Datensätze mit Koordinatenannotationen
_ _ _ _ _ _ _

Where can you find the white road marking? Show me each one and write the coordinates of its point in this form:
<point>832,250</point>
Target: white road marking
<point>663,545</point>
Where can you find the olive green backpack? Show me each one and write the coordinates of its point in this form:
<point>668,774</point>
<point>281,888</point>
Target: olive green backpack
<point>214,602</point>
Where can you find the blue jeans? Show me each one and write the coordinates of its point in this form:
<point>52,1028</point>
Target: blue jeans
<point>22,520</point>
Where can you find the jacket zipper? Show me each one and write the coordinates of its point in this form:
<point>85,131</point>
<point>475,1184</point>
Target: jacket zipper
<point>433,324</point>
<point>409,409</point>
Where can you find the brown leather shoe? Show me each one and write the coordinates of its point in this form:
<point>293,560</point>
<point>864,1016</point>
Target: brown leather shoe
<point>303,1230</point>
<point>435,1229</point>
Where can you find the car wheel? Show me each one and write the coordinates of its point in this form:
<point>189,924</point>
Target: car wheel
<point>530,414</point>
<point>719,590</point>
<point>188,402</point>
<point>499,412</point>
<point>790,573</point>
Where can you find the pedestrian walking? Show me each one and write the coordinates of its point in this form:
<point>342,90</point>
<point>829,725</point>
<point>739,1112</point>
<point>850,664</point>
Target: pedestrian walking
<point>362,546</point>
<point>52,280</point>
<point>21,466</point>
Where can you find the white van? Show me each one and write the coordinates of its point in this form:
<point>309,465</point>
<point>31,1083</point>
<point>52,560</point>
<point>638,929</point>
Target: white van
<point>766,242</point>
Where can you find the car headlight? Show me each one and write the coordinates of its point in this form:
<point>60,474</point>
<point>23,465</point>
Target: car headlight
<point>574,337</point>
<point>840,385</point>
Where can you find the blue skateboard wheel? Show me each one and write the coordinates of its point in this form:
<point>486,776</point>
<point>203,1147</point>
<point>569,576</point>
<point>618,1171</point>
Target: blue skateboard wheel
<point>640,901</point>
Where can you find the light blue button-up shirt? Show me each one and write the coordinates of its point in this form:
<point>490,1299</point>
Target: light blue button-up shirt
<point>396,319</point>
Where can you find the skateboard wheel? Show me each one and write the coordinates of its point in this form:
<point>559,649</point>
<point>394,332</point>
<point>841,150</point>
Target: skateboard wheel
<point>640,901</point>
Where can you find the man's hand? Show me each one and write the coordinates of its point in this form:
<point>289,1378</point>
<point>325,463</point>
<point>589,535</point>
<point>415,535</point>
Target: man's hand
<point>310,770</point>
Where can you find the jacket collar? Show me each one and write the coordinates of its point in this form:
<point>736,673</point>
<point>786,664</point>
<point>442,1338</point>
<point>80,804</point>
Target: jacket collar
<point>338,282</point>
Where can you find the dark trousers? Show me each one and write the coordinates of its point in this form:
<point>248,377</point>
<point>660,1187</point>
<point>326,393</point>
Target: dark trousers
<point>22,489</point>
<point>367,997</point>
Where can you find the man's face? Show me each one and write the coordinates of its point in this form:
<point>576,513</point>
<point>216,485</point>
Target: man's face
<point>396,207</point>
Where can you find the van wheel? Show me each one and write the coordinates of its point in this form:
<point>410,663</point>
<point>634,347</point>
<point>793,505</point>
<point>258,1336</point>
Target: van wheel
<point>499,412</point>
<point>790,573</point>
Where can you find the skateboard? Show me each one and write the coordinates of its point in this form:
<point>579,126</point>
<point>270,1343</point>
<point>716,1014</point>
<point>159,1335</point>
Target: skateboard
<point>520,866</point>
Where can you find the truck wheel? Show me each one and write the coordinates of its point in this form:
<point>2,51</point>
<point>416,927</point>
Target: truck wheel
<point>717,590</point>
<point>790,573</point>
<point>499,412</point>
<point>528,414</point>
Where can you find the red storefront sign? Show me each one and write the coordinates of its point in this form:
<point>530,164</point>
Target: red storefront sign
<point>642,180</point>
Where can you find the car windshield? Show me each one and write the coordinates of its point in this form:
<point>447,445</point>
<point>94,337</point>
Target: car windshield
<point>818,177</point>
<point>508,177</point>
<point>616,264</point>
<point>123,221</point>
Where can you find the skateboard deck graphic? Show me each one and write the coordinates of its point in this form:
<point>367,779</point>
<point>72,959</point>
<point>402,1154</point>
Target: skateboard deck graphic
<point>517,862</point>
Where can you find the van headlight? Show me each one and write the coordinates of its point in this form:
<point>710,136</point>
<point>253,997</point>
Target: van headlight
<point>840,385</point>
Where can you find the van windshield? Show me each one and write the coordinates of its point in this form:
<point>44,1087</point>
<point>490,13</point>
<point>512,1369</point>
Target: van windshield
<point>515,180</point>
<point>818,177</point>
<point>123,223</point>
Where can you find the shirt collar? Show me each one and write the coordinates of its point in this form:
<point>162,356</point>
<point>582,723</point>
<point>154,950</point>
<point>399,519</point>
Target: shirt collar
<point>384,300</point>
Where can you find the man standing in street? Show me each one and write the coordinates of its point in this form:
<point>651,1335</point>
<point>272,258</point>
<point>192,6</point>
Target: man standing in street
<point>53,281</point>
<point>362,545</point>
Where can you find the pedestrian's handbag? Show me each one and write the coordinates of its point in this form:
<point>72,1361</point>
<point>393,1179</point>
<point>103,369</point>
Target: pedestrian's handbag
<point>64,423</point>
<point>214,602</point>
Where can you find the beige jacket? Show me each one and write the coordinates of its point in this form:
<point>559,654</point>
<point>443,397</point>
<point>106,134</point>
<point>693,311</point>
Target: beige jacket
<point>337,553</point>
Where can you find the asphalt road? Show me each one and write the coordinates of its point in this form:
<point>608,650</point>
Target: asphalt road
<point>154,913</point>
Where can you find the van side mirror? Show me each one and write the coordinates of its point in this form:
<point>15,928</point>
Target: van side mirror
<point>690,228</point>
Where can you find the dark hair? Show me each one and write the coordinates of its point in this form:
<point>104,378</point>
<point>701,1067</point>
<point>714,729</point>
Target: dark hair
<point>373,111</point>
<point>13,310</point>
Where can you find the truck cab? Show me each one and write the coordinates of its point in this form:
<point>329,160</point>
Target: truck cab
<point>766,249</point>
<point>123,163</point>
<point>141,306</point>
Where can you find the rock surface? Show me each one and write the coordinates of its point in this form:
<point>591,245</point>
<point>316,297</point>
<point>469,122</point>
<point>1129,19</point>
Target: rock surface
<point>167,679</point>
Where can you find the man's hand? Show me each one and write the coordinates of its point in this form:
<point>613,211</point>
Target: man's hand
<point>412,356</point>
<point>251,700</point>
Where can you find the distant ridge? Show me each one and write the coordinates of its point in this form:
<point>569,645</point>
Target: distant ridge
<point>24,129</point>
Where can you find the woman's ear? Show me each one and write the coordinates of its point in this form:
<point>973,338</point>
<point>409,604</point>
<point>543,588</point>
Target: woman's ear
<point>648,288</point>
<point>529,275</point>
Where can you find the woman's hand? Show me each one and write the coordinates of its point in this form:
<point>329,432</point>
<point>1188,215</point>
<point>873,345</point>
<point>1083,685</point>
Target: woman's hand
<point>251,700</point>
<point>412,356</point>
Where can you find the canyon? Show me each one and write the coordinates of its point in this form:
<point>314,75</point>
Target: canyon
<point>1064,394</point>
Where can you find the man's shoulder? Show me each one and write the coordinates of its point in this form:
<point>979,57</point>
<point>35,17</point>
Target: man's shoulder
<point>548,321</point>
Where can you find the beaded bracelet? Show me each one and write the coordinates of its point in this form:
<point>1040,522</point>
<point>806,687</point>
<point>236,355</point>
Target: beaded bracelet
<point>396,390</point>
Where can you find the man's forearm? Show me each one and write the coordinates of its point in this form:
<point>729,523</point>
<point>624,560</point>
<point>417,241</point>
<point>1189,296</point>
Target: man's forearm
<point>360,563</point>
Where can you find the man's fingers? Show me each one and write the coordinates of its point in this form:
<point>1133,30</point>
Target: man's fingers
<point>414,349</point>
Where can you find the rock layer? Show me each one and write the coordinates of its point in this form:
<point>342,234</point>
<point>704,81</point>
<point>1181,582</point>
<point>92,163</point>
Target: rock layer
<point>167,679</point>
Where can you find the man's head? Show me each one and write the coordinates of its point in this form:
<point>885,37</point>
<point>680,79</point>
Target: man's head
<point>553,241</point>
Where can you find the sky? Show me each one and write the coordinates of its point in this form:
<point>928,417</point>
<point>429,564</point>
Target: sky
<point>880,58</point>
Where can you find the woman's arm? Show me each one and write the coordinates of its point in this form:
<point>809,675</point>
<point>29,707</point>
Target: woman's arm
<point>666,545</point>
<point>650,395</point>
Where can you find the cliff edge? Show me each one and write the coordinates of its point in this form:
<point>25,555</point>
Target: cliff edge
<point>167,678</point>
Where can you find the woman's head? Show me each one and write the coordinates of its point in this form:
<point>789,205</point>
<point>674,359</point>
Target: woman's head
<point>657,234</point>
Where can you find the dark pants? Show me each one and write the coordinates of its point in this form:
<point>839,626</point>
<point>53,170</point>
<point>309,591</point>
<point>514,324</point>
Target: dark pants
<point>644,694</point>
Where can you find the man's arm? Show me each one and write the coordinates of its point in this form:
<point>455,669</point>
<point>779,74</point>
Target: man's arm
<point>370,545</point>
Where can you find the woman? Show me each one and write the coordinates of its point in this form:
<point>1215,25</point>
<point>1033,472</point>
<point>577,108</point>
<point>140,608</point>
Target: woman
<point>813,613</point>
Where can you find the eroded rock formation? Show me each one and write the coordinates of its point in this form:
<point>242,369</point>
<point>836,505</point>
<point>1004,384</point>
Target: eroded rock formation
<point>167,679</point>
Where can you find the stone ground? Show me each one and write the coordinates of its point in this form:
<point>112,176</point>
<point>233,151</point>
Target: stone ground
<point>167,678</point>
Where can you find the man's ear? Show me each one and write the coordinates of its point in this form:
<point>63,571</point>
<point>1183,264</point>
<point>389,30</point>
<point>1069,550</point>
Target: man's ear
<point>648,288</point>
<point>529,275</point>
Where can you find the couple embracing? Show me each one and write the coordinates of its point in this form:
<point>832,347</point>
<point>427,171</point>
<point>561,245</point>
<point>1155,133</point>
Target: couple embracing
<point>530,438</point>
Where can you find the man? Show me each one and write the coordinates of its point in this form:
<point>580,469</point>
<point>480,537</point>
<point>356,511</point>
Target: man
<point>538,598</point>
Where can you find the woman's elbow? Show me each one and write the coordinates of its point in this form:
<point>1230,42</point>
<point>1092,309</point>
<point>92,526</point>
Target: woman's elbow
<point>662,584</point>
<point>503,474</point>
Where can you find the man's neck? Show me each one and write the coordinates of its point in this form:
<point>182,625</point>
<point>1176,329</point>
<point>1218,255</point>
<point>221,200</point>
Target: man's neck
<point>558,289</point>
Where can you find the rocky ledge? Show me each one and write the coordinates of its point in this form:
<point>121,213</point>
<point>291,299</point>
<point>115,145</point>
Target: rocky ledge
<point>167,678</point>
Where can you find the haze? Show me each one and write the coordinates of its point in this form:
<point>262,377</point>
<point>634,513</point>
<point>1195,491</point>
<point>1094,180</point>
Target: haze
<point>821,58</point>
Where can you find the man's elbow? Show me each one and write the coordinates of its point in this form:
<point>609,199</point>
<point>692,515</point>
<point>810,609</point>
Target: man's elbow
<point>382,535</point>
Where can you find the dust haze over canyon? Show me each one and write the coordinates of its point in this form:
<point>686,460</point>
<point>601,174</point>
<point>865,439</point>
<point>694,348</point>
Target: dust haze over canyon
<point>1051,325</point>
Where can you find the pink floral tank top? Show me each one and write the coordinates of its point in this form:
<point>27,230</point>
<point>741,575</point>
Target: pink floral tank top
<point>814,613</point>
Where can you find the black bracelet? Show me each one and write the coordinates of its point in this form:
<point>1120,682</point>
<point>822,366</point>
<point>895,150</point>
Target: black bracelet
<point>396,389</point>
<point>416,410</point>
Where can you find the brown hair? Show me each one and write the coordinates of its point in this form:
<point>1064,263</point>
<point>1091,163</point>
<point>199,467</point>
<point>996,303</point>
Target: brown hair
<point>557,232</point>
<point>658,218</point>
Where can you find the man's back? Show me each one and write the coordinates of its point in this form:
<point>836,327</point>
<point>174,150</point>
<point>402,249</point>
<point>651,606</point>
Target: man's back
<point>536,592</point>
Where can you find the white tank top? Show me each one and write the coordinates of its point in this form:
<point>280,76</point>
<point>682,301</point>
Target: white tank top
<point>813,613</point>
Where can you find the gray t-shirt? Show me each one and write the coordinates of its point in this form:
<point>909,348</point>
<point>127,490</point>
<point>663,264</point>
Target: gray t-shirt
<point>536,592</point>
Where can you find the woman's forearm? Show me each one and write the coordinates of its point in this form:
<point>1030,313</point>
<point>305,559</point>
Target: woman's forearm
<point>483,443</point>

_ _ _ _ _ _ _

Aufgabenstellung
Formatiere die Zeilen der Datensätze zwischen der Zeile mit „Where can you find the man's elbow?“ und der Zeile mit „<point>382,535</point>“, beide eingeschlossen, als Markdown-Tabelle mit den Spalten „Nr“ für die fortlaufende Nummer und „Inhalt“ für die Zeile. Leerzeilen bleiben dabei weg.

Vollständige Ausgabe
| Nr | Inhalt |
|---|---|
| 1 | Where can you find the man's elbow? Show me each one and write the coordinates of its point in this form: |
| 2 | <point>609,199</point> |
| 3 | <point>692,515</point> |
| 4 | <point>810,609</point> |
| 5 | Target: man's elbow |
| 6 | <point>382,535</point> |